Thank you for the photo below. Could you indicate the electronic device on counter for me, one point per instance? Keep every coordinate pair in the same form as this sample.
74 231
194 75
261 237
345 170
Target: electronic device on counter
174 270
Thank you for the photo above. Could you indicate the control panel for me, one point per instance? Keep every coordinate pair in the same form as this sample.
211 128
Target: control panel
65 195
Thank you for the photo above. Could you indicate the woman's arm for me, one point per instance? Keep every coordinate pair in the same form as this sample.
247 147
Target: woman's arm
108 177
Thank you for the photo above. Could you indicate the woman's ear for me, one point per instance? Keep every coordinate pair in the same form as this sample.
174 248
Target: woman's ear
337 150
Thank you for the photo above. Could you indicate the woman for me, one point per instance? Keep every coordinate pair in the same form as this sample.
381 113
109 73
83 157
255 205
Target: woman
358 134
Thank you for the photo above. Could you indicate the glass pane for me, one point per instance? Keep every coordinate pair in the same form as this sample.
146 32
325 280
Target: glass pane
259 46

INSTRUCTIONS TO FOLLOW:
Turn every line of the records above into a numbered list, skipping any blank lines.

TASK RESULT:
1. Thank you for the photo below. Could you indicate the electronic device on counter for me, one point per instance? Keep every coordinate pair in the same form as this sample.
2. 74 231
3. 194 75
4. 261 237
5. 345 170
6. Target: electronic device on counter
7. 174 270
8. Thank you for the photo above. Could you indicate the control panel for me, one point per instance? Keep every coordinate pair in the same form as this sample.
9. 211 128
10. Target: control panel
11. 65 195
12. Thank you for the photo above. Could you indicate the woman's arm for me, one point per instance? Keep every coordinate pair in the same form as this sample.
13. 247 147
14. Target: woman's arm
15. 108 177
16. Thank you for the photo above. Could you indicate the woman's ear for me, one point per instance? Keep every coordinate pair in the same form as this sample.
17. 174 248
18. Target: woman's ear
19. 337 150
20. Thank you for the photo above. Could you indicate the woman for me, one point per instance? Keep every coordinate pair in the same form as this sample.
21. 381 113
22. 109 73
23. 83 157
24. 255 205
25. Target: woman
26. 358 134
27. Thank you for the photo above. Could you indicate the glass pane for me, one point per instance? Keep every coordinate pair in the same form as this sample.
28. 146 32
29. 325 280
30. Target: glass pane
31. 259 46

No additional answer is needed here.